- Material for this task:
++++++++++

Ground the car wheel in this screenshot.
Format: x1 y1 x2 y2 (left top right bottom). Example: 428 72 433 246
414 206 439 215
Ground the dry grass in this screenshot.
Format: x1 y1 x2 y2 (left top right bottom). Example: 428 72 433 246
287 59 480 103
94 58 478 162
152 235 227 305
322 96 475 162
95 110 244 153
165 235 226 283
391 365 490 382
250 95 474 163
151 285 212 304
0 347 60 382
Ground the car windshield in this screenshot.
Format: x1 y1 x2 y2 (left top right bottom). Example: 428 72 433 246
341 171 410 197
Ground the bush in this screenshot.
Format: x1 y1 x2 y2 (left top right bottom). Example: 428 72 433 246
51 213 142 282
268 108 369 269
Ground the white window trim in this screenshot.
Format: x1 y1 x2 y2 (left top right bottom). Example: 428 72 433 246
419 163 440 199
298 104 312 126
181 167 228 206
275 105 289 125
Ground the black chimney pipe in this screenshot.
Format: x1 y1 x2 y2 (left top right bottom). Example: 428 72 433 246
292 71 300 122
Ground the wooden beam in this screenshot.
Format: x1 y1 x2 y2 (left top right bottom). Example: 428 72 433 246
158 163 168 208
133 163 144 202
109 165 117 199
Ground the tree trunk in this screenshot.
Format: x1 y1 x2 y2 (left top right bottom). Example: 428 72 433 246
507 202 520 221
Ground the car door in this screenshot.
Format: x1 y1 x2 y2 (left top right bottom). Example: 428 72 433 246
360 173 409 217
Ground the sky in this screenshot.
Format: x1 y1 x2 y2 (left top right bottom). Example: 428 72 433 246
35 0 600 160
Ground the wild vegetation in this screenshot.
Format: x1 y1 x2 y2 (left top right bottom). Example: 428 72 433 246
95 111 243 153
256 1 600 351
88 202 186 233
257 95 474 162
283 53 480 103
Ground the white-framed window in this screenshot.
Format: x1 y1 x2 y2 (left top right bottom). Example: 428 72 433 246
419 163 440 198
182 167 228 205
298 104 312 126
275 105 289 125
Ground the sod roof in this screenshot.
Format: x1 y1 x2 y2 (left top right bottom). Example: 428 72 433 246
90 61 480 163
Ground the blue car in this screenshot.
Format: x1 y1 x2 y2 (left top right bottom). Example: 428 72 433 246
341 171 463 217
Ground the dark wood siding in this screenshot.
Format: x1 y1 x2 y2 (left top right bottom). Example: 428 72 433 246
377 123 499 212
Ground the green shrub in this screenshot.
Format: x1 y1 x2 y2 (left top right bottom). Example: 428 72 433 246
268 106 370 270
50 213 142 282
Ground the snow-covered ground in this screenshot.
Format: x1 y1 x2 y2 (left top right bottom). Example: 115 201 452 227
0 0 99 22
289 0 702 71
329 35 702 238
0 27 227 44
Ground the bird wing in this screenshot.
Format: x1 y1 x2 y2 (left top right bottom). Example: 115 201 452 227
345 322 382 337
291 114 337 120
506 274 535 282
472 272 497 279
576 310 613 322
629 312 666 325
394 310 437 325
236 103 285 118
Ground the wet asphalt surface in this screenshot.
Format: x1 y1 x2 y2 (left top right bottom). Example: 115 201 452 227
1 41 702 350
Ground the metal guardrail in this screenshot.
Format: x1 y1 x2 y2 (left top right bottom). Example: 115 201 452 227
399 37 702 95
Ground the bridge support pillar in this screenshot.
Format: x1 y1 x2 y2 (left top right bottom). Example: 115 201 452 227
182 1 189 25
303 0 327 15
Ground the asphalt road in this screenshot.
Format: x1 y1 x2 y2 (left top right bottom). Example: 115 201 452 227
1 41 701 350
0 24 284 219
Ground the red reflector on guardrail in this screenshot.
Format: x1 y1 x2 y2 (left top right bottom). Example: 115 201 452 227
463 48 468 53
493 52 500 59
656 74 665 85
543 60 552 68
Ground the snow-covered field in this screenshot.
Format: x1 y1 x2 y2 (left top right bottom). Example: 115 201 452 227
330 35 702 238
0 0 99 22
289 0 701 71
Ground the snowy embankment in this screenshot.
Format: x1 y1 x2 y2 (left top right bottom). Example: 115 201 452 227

++++++++++

- Exercise instructions: All the lines that hold the word "guardrail" must appear in the answer, copied from the records.

- Expected answer:
Ground the metal guardrail in this screenshot.
Ground the red reflector on guardrail in this screenshot.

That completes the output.